§ ITEMS:
________

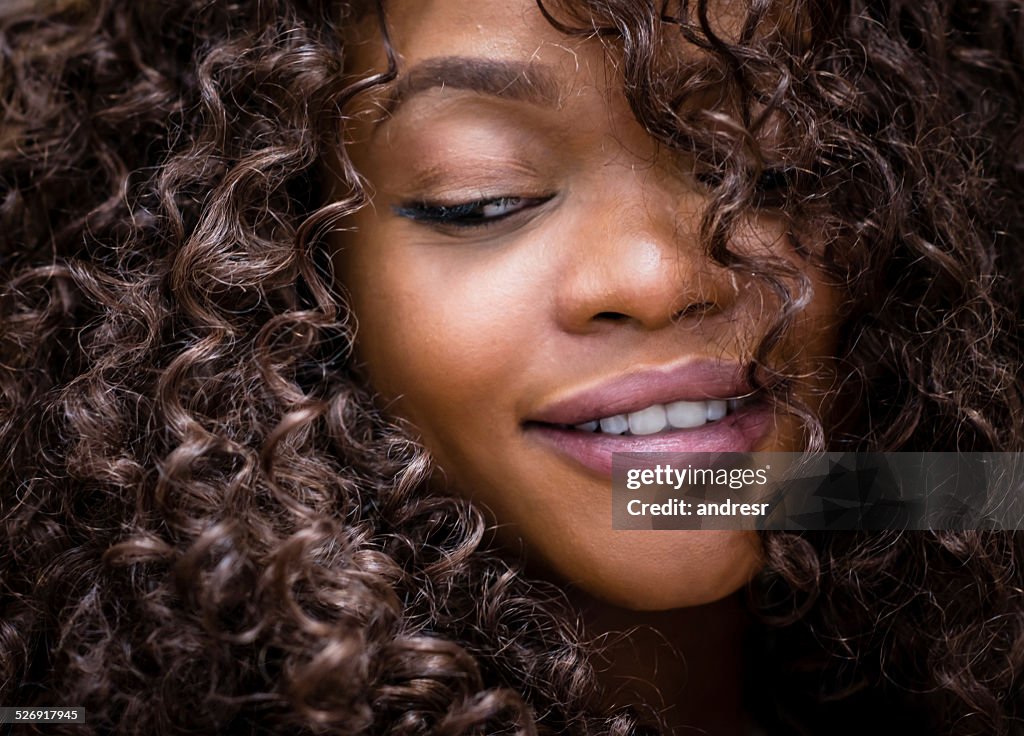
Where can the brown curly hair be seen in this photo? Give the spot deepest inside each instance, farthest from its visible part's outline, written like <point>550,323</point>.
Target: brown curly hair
<point>208,525</point>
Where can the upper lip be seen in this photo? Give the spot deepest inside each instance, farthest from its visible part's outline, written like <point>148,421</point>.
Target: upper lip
<point>692,381</point>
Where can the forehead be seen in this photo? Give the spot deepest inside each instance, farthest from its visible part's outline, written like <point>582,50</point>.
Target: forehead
<point>428,30</point>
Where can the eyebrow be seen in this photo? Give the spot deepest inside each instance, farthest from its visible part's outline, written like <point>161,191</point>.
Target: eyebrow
<point>524,81</point>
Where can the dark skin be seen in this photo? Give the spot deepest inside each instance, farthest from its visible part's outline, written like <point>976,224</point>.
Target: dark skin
<point>526,237</point>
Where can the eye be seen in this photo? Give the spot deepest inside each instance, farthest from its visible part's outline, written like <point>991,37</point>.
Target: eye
<point>477,213</point>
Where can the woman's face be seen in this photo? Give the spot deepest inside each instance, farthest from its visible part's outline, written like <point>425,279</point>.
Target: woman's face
<point>530,265</point>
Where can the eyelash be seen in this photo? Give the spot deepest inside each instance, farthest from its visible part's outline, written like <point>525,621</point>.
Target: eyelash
<point>468,214</point>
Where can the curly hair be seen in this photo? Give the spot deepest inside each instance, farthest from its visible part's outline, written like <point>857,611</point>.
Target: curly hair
<point>209,526</point>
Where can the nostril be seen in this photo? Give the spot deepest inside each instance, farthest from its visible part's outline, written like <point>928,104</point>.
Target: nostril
<point>611,316</point>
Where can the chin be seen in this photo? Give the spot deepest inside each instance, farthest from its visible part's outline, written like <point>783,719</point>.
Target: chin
<point>663,570</point>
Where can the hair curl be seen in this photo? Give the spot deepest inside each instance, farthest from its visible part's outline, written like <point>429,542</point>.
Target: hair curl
<point>210,527</point>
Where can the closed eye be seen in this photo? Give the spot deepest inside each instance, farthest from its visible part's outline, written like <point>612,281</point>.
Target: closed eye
<point>477,213</point>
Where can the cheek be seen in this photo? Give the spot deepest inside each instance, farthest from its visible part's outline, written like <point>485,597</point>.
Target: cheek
<point>440,331</point>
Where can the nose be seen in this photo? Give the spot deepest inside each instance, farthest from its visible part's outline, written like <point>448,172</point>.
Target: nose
<point>639,261</point>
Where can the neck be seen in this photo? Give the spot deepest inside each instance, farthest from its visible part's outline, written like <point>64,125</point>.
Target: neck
<point>685,665</point>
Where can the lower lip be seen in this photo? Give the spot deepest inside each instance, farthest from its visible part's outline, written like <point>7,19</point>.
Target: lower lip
<point>739,432</point>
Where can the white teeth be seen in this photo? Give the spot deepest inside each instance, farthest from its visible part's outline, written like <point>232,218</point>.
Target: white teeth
<point>656,418</point>
<point>648,421</point>
<point>614,425</point>
<point>716,409</point>
<point>683,415</point>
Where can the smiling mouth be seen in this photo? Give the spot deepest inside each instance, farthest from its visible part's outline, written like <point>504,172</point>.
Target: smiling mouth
<point>657,418</point>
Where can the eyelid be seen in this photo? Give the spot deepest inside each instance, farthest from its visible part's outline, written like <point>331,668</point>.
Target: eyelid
<point>458,215</point>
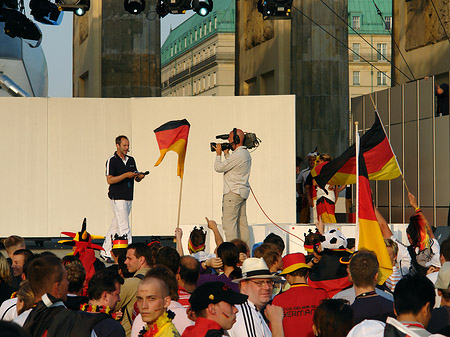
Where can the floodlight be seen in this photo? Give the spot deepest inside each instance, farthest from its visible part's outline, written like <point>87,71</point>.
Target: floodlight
<point>78,7</point>
<point>161,9</point>
<point>202,8</point>
<point>12,4</point>
<point>18,25</point>
<point>134,6</point>
<point>46,12</point>
<point>275,9</point>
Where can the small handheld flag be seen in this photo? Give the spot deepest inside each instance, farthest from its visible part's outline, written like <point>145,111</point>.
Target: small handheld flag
<point>172,136</point>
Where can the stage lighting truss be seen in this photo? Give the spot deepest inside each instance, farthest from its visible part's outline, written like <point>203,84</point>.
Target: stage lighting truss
<point>134,6</point>
<point>46,12</point>
<point>201,7</point>
<point>275,9</point>
<point>18,25</point>
<point>78,7</point>
<point>11,4</point>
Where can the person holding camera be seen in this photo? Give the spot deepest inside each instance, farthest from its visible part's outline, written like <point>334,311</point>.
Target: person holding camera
<point>236,188</point>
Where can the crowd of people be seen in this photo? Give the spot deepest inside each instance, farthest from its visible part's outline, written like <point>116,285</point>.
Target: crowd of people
<point>137,289</point>
<point>156,290</point>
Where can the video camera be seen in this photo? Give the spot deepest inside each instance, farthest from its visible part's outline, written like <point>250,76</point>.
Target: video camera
<point>250,141</point>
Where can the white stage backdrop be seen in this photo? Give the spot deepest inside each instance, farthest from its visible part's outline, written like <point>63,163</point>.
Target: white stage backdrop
<point>55,150</point>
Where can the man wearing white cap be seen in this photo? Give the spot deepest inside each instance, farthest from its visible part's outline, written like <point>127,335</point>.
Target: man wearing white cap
<point>257,284</point>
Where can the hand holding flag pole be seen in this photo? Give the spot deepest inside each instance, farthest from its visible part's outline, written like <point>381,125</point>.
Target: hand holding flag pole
<point>172,136</point>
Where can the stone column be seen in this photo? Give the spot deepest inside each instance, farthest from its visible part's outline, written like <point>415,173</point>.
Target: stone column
<point>130,51</point>
<point>319,68</point>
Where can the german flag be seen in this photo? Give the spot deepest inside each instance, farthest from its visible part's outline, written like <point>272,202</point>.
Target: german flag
<point>172,136</point>
<point>380,160</point>
<point>326,210</point>
<point>369,233</point>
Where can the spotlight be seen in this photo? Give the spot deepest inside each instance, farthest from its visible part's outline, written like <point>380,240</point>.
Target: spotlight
<point>165,7</point>
<point>275,9</point>
<point>134,6</point>
<point>18,25</point>
<point>13,4</point>
<point>202,8</point>
<point>78,7</point>
<point>161,9</point>
<point>46,12</point>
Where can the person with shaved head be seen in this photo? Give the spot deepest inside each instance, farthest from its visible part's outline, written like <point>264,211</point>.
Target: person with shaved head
<point>153,300</point>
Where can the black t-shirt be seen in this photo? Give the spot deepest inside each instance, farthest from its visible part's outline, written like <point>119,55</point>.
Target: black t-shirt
<point>372,307</point>
<point>115,166</point>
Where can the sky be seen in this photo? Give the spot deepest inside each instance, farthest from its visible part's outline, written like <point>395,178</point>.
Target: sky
<point>57,47</point>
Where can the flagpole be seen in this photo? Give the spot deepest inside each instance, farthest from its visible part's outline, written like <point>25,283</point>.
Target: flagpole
<point>401,173</point>
<point>357,185</point>
<point>179,203</point>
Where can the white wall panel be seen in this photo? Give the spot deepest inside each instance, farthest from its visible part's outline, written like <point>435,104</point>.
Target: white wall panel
<point>59,161</point>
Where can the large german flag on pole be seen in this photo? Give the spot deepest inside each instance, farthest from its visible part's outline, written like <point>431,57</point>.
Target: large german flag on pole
<point>380,160</point>
<point>368,231</point>
<point>172,136</point>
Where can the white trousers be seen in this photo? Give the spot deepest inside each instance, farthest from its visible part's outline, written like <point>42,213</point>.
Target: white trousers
<point>120,224</point>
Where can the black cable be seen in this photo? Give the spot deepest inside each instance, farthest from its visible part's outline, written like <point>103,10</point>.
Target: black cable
<point>392,38</point>
<point>342,43</point>
<point>440,20</point>
<point>371,45</point>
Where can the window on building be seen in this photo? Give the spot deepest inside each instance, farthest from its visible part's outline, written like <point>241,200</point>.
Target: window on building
<point>381,78</point>
<point>388,22</point>
<point>382,51</point>
<point>356,22</point>
<point>356,52</point>
<point>356,78</point>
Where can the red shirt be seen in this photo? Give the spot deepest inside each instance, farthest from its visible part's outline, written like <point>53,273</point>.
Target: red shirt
<point>201,327</point>
<point>184,297</point>
<point>299,303</point>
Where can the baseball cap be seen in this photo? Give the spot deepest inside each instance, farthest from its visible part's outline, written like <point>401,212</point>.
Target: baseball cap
<point>212,293</point>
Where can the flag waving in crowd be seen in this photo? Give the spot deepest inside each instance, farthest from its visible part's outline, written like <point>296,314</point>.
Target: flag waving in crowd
<point>172,136</point>
<point>380,160</point>
<point>368,231</point>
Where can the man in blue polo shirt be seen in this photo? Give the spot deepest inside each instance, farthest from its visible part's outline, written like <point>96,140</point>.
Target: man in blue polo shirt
<point>121,172</point>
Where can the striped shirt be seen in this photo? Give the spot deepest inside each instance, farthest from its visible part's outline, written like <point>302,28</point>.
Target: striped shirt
<point>249,322</point>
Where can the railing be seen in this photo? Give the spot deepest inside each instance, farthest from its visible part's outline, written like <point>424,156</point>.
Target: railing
<point>374,57</point>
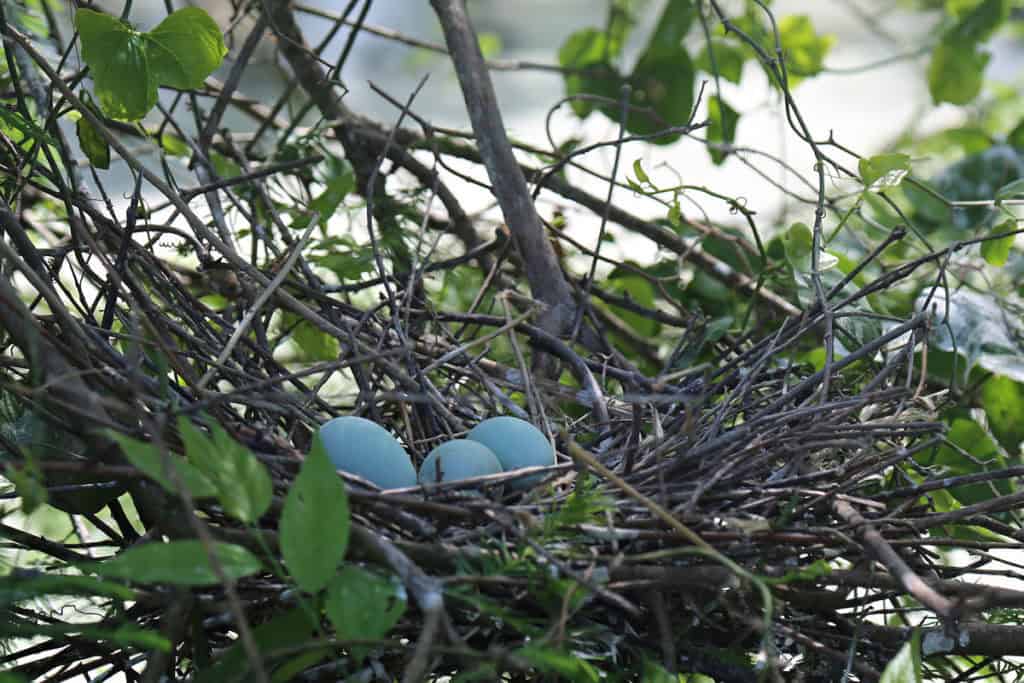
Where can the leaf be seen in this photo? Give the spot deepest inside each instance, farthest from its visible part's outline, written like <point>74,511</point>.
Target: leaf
<point>177,562</point>
<point>314,522</point>
<point>979,23</point>
<point>243,485</point>
<point>805,50</point>
<point>363,605</point>
<point>799,242</point>
<point>589,53</point>
<point>884,171</point>
<point>291,630</point>
<point>662,81</point>
<point>117,57</point>
<point>905,667</point>
<point>184,48</point>
<point>93,144</point>
<point>994,250</point>
<point>1004,402</point>
<point>1010,189</point>
<point>672,28</point>
<point>728,60</point>
<point>148,459</point>
<point>723,126</point>
<point>955,72</point>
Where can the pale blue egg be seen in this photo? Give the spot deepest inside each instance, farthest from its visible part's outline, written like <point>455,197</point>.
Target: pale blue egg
<point>459,460</point>
<point>517,443</point>
<point>365,449</point>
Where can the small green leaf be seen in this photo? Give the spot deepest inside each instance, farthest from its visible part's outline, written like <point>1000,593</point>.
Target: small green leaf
<point>118,60</point>
<point>672,28</point>
<point>799,242</point>
<point>955,73</point>
<point>314,522</point>
<point>884,171</point>
<point>905,667</point>
<point>288,631</point>
<point>1011,189</point>
<point>805,50</point>
<point>994,250</point>
<point>363,605</point>
<point>640,173</point>
<point>723,126</point>
<point>1004,402</point>
<point>728,59</point>
<point>93,144</point>
<point>148,459</point>
<point>662,81</point>
<point>184,48</point>
<point>589,53</point>
<point>177,562</point>
<point>244,487</point>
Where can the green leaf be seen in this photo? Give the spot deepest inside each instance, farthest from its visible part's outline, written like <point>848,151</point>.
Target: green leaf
<point>723,126</point>
<point>150,460</point>
<point>177,562</point>
<point>291,630</point>
<point>1004,402</point>
<point>314,522</point>
<point>244,487</point>
<point>363,605</point>
<point>805,50</point>
<point>184,48</point>
<point>995,251</point>
<point>799,242</point>
<point>955,73</point>
<point>672,28</point>
<point>884,171</point>
<point>980,23</point>
<point>905,667</point>
<point>16,589</point>
<point>589,52</point>
<point>314,344</point>
<point>728,59</point>
<point>662,81</point>
<point>93,144</point>
<point>1010,189</point>
<point>119,62</point>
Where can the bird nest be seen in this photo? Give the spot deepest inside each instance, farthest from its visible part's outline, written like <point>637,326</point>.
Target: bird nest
<point>750,505</point>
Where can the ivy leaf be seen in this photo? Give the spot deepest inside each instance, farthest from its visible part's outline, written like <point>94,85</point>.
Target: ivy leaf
<point>954,74</point>
<point>662,81</point>
<point>242,482</point>
<point>722,128</point>
<point>150,460</point>
<point>119,63</point>
<point>728,60</point>
<point>314,522</point>
<point>994,250</point>
<point>178,562</point>
<point>93,144</point>
<point>884,171</point>
<point>184,48</point>
<point>905,667</point>
<point>589,53</point>
<point>363,605</point>
<point>805,50</point>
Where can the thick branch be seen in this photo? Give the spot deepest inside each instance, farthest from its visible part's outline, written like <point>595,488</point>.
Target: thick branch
<point>540,260</point>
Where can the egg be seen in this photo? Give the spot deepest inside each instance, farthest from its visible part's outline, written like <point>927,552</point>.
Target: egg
<point>459,460</point>
<point>517,443</point>
<point>365,449</point>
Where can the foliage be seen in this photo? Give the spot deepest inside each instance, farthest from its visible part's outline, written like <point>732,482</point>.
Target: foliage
<point>788,414</point>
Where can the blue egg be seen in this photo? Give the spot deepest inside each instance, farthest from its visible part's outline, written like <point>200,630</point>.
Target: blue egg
<point>517,443</point>
<point>367,450</point>
<point>459,460</point>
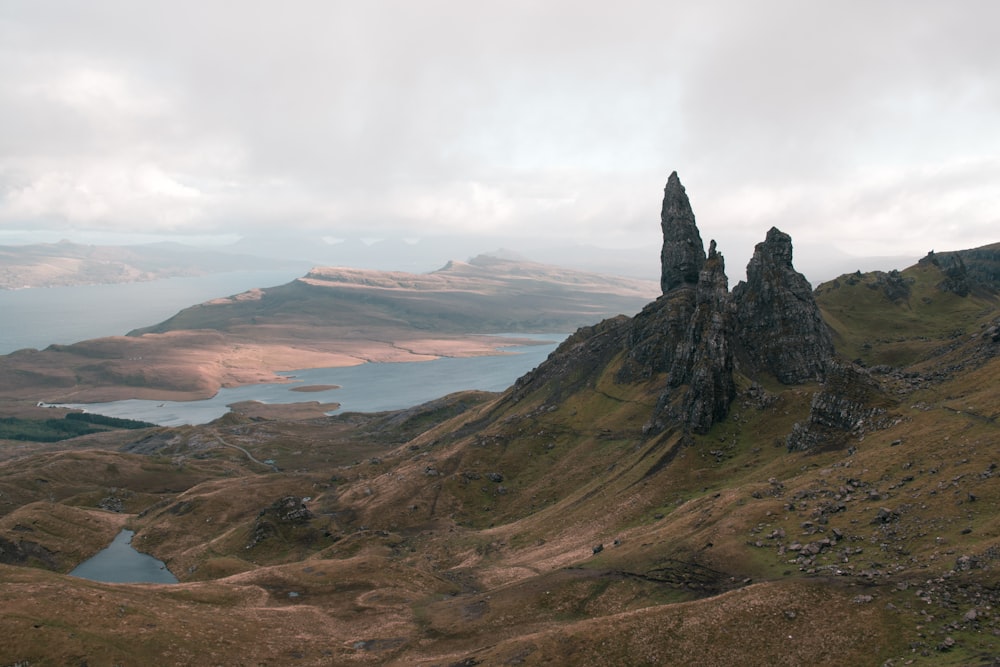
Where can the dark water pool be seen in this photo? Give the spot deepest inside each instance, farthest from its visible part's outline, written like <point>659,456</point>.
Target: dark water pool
<point>119,563</point>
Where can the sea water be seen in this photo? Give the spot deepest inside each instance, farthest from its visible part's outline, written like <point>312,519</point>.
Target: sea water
<point>41,316</point>
<point>370,387</point>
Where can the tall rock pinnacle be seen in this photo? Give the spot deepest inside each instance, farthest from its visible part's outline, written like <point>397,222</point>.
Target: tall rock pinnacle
<point>778,321</point>
<point>683,252</point>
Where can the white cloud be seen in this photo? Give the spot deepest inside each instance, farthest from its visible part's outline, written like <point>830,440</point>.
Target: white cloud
<point>852,124</point>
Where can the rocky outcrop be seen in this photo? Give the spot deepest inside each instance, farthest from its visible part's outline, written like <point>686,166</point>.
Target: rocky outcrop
<point>698,334</point>
<point>850,403</point>
<point>683,252</point>
<point>704,358</point>
<point>778,322</point>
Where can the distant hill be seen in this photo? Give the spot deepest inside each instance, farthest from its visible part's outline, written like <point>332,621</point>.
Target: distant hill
<point>66,263</point>
<point>330,317</point>
<point>768,475</point>
<point>485,295</point>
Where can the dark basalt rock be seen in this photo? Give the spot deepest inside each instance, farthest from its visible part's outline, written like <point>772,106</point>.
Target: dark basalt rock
<point>704,359</point>
<point>683,252</point>
<point>696,333</point>
<point>777,320</point>
<point>851,402</point>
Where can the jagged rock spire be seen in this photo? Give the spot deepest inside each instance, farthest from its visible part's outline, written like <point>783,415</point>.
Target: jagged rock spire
<point>683,252</point>
<point>778,321</point>
<point>704,358</point>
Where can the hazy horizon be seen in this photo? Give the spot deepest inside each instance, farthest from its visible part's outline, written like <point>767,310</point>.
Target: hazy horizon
<point>859,129</point>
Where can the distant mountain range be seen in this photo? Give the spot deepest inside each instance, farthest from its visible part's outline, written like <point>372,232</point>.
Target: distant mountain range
<point>330,317</point>
<point>765,475</point>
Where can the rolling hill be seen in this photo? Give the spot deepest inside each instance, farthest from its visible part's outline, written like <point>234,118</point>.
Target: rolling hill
<point>767,475</point>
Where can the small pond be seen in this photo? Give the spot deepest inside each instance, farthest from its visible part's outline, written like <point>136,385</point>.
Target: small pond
<point>119,563</point>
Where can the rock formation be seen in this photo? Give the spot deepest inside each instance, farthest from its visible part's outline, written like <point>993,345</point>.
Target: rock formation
<point>850,403</point>
<point>698,334</point>
<point>683,252</point>
<point>777,320</point>
<point>704,359</point>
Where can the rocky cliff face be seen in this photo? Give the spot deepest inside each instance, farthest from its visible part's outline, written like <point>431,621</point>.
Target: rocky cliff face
<point>698,334</point>
<point>849,404</point>
<point>778,322</point>
<point>683,252</point>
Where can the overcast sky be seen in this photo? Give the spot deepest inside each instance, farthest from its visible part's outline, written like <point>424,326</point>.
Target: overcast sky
<point>870,128</point>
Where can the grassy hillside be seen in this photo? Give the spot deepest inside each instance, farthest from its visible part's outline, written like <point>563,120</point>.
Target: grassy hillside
<point>547,526</point>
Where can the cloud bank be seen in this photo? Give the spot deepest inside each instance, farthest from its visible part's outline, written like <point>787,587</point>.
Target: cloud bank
<point>864,128</point>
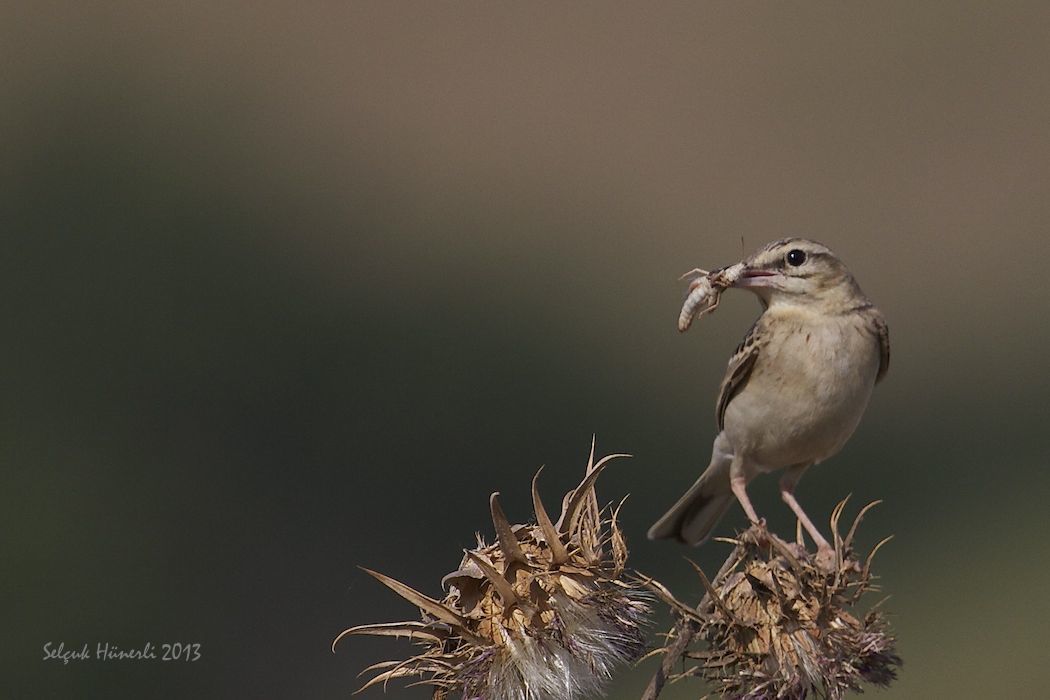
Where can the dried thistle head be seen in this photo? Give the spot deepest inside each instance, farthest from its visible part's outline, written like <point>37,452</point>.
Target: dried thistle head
<point>543,613</point>
<point>777,623</point>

________

§ TASK TO COMPLETE:
Reproduce the entries word for word, from the start of the entries through the line that contains "<point>530,265</point>". Leave out the pictures.

§ ANSWER BELOW:
Where can the brown curly hair be seen in this photo? Give the spot deepest inside each instance, farthest from its visible part's outline, written like <point>550,323</point>.
Target: brown curly hair
<point>208,525</point>
Where can the upper lip be seen in this photo? Give the spot deepest inside each instance, farthest from its visible part's outline, written like <point>148,421</point>.
Target: upper lip
<point>692,381</point>
Where can the forehead be seen in this photo? Give the spot deepest inside each instance, farthest from its visible part's outline, written like <point>582,50</point>.
Target: forehead
<point>428,30</point>
Where can the eyebrow be seen in this photo? Give the spot deepest inside each instance, farthest from its visible part's outline, written like <point>161,191</point>.
Target: eyebrow
<point>524,81</point>
Where can the dark skin be seen in this photo? Give the spot deepest inside each instance, farthest from its visible part's outline, written like <point>976,224</point>.
Target: dark skin
<point>526,237</point>
Where can the eye be seen in this photo? Give the spot deepest inside each instance, farthest from its visible part's outline, written like <point>991,37</point>.
Target: eye
<point>477,213</point>
Where can the woman's face be seen in this photo? Give the spot deepest inside each instance, farthest from its visible part's outline, written like <point>425,279</point>.
Target: woman's face
<point>530,265</point>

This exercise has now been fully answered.